### ASSIGNMENT
Please return every line of the records below that holds the word "clump".

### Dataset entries
[Start of Attachment]

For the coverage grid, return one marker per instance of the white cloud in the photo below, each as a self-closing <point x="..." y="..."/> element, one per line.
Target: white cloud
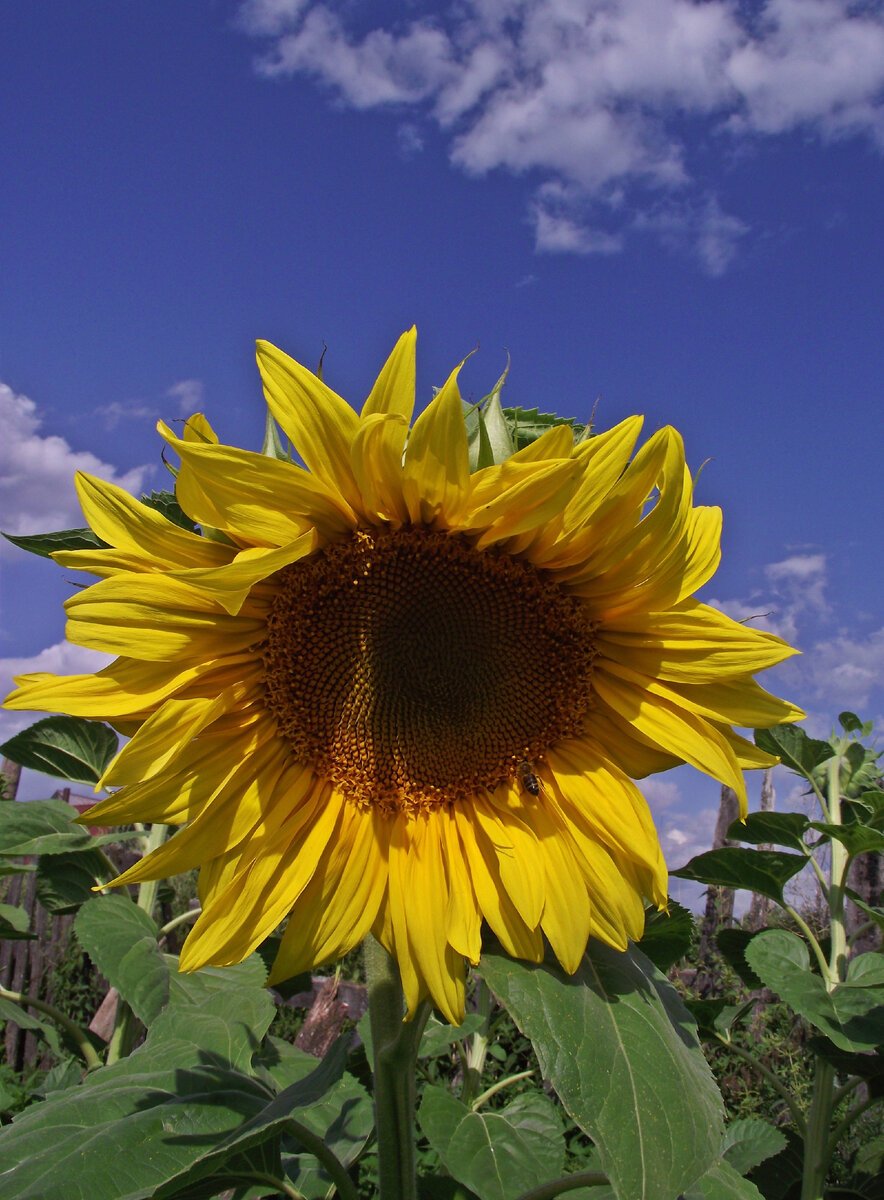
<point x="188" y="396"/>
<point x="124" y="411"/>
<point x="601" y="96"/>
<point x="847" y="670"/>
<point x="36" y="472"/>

[End of Attachment]
[Start of Attachment]

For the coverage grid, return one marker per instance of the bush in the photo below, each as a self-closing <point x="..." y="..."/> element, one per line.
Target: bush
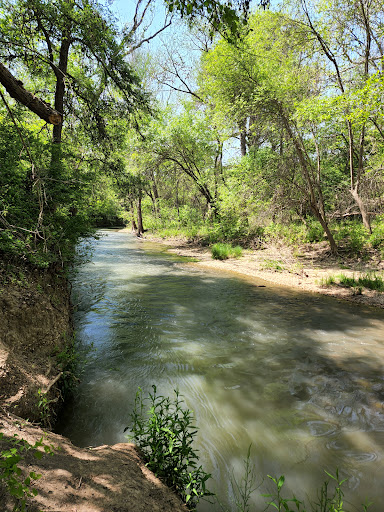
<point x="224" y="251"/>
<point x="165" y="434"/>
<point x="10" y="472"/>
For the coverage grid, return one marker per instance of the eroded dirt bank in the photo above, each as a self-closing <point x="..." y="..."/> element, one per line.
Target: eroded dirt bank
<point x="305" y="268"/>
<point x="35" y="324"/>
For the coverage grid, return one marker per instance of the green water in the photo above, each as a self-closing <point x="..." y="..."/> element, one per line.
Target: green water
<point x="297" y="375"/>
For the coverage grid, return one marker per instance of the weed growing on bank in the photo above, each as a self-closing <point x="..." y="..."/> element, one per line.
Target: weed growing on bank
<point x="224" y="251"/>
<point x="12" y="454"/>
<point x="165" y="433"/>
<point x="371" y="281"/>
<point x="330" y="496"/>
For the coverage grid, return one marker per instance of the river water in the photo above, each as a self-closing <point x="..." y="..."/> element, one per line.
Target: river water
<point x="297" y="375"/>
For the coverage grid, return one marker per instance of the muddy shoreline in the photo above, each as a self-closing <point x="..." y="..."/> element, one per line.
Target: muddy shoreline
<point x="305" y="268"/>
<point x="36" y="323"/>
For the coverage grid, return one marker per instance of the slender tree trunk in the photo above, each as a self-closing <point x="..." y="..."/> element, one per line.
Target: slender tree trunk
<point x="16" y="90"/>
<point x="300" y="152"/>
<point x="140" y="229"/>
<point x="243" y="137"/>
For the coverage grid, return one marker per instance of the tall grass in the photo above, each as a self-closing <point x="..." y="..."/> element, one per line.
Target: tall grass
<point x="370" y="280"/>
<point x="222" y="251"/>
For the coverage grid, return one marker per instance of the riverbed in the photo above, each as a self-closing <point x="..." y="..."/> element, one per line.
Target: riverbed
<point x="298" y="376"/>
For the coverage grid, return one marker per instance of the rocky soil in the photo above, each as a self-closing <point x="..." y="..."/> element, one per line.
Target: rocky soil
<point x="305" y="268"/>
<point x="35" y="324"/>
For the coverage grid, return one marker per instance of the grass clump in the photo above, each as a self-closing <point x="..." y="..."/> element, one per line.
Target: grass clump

[End of Attachment]

### SOLVED EXERCISE
For the coverage grid, return one marker per instance of the grass clump in the photo above, each as a self-closing <point x="..." y="..."/> element, one per line.
Target: grass clump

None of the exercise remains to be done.